SHORT TASK - Please retype the rows below, starting with the first one and going on through the line with "pixel 187 123", keeping every character unchanged. Leave the pictures out of your answer.

MATERIAL TO PROCESS -
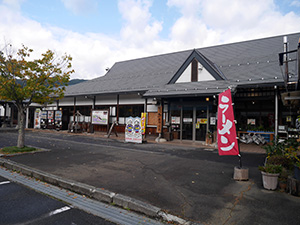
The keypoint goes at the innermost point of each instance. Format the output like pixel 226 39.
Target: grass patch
pixel 15 149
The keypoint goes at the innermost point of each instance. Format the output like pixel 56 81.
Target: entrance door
pixel 201 123
pixel 187 123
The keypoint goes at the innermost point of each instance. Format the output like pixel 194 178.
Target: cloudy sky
pixel 98 33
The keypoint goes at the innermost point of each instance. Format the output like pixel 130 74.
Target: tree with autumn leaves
pixel 24 80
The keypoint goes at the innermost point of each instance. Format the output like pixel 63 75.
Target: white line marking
pixel 57 211
pixel 4 182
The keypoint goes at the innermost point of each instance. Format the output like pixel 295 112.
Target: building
pixel 179 90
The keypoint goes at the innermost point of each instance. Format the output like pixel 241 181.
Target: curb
pixel 94 192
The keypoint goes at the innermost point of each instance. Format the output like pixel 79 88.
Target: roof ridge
pixel 247 41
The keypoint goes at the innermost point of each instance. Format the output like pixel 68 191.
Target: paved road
pixel 21 205
pixel 190 182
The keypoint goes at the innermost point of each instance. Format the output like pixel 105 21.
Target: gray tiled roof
pixel 256 60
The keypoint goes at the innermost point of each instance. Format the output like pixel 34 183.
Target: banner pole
pixel 237 137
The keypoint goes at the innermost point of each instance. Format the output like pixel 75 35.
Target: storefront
pixel 179 91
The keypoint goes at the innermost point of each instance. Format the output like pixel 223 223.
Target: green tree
pixel 24 80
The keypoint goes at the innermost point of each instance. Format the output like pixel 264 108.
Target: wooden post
pixel 298 51
pixel 74 109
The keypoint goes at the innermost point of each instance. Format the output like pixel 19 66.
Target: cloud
pixel 79 7
pixel 139 27
pixel 13 3
pixel 208 22
pixel 295 3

FINAL RESULT -
The keypoint goes at the innermost point of each instance. Format the output like pixel 226 39.
Target: grass patch
pixel 15 149
The keypoint goes at the innermost point of each instance. Format the output like pixel 56 81.
Target: entrance door
pixel 201 123
pixel 187 123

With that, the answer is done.